Para sua grande felicidade, a Amélinha, a “Gááta!!” esteve cinco semanas sem ir ao veterinário. Já eu, não posso dizer o mesmo.
Quando os congestionamentos intestinais do Chiquinho por fim cessaram, levei-a também, na minha deslocação semanal à clínica para o Jeremias e a Matilde fazerem o seu tratamento anti-insuficiência renal.
As cinco semanas tinham sido, claramente, excessivas.
A minha esguia e doce pantera negra gosta de subir por mim acima, saltar para os meus ombros e atirar-se a mim.
Fica sempre indecisa entre trepar dos meus tornozelos até às omoplatas, pelas calças de ganga acima, pular directamente para as minhas costas e afiar as unhinhas na minha T-Shirt ou apenas jogar-se na minha direcção, com gritinhos carinhosos de prazer, de patinhas e unhas em riste, olhar brilhante e determinado, fixando-se então no meu peito e ao meu colo. Algo que ambos adoramos supremamente.

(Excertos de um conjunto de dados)

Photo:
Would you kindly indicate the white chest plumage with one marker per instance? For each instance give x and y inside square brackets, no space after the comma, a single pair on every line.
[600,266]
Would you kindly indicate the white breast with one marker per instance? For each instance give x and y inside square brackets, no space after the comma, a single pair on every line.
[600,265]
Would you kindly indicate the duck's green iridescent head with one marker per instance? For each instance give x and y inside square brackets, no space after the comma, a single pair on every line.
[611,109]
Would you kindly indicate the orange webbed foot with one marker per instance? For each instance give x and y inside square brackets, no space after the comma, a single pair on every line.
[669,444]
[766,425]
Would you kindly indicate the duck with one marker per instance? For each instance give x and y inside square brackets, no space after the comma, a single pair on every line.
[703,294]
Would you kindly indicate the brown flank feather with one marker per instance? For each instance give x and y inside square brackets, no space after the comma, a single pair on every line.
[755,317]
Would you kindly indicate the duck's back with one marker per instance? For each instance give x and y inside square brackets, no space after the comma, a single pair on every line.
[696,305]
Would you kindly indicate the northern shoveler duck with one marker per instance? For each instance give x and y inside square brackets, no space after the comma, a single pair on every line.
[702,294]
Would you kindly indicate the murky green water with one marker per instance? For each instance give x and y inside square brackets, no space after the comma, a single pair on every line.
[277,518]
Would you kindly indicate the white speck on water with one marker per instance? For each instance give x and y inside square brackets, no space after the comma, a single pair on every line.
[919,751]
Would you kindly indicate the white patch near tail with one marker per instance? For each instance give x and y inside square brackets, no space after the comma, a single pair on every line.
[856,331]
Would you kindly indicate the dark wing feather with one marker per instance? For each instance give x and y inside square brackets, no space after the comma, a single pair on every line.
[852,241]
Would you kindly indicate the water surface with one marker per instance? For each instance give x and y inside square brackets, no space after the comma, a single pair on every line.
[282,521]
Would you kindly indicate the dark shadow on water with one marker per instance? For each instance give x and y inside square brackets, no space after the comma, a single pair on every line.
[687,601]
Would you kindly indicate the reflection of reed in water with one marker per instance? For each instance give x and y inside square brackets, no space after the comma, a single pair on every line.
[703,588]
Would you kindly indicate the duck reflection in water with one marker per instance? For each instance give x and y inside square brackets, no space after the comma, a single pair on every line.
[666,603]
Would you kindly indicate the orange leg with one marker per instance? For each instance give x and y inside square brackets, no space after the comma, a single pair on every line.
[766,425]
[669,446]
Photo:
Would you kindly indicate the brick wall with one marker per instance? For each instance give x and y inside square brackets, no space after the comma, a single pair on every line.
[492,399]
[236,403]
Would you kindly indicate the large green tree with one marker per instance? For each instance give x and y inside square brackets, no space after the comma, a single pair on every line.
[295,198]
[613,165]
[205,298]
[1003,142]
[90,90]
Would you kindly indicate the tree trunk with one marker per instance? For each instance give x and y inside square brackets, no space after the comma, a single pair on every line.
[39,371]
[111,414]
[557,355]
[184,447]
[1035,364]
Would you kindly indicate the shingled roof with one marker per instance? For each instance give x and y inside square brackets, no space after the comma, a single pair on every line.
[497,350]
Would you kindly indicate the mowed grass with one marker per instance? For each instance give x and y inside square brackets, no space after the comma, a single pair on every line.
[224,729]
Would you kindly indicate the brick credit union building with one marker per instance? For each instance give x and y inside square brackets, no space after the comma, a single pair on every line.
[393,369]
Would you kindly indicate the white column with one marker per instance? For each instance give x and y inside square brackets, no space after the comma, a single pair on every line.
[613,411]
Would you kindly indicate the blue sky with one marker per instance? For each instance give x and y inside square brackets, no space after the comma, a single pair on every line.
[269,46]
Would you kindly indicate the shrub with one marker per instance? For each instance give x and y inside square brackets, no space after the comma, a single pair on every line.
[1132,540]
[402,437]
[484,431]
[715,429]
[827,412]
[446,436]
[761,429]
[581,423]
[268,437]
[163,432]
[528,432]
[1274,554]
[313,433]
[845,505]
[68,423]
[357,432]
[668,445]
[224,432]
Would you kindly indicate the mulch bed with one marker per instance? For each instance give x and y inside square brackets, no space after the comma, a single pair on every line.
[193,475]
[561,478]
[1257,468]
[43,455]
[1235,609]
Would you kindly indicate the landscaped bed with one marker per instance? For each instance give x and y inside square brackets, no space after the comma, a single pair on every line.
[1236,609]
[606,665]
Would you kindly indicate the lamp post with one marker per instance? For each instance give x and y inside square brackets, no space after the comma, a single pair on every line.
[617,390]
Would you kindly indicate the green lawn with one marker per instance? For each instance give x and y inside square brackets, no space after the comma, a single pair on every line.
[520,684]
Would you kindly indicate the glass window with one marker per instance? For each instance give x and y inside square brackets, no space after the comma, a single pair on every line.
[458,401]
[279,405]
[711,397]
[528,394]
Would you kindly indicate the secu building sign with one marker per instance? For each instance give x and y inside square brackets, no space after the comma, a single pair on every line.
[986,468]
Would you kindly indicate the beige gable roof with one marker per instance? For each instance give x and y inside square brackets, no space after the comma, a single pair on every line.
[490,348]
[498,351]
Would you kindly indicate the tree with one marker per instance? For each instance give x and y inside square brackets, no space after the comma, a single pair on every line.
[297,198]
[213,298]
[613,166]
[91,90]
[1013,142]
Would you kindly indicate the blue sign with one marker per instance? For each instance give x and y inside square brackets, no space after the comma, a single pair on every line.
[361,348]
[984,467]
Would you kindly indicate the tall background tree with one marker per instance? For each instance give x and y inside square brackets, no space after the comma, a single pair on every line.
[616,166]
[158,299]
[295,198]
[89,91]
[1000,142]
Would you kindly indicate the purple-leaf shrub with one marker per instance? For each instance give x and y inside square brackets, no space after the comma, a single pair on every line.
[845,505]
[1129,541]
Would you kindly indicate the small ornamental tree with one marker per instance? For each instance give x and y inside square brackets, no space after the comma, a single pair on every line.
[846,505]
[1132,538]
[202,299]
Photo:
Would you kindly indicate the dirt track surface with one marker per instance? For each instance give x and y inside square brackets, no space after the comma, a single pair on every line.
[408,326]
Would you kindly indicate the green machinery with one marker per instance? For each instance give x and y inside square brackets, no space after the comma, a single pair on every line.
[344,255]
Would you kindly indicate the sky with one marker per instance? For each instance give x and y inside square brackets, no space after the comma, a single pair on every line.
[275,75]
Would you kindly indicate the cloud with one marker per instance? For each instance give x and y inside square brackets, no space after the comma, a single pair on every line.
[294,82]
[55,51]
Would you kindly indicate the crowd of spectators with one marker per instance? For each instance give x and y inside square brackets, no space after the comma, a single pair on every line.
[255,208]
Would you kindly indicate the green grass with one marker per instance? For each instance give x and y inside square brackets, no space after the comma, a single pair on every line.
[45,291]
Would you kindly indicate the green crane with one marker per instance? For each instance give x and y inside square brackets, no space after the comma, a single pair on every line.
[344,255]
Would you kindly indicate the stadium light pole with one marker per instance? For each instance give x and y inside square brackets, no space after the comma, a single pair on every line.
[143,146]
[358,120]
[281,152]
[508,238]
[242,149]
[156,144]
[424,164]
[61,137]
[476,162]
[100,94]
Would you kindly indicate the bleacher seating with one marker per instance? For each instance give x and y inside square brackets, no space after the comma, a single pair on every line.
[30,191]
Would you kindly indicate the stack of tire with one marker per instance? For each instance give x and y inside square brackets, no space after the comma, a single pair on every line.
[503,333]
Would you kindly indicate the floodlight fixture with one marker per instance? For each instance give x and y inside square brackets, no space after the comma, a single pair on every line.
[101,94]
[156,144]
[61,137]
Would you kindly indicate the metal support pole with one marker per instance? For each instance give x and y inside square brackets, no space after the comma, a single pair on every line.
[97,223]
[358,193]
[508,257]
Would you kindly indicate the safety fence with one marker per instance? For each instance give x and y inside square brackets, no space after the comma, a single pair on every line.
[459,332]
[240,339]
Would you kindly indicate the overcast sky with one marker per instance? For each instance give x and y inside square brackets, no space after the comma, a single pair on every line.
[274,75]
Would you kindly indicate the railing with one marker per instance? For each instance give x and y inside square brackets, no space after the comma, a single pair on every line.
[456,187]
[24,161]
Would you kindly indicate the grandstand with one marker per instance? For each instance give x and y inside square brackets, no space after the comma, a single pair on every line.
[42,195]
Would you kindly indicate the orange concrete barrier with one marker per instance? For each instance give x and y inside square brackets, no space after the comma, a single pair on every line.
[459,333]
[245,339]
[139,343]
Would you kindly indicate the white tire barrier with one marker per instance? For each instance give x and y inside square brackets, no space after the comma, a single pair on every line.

- [Instruções da tarefa] Reproduza, sem alterar nada, o trecho do texto sobre a gata Amélinha que começa nas palavras "As cinco semanas" e termina em "ambos adoramos supremamente.". Baseie-se exclusivamente no texto.

- [Resposta]
As cinco semanas tinham sido, claramente, excessivas.
A minha esguia e doce pantera negra gosta de subir por mim acima, saltar para os meus ombros e atirar-se a mim.
Fica sempre indecisa entre trepar dos meus tornozelos até às omoplatas, pelas calças de ganga acima, pular directamente para as minhas costas e afiar as unhinhas na minha T-Shirt ou apenas jogar-se na minha direcção, com gritinhos carinhosos de prazer, de patinhas e unhas em riste, olhar brilhante e determinado, fixando-se então no meu peito e ao meu colo. Algo que ambos adoramos supremamente.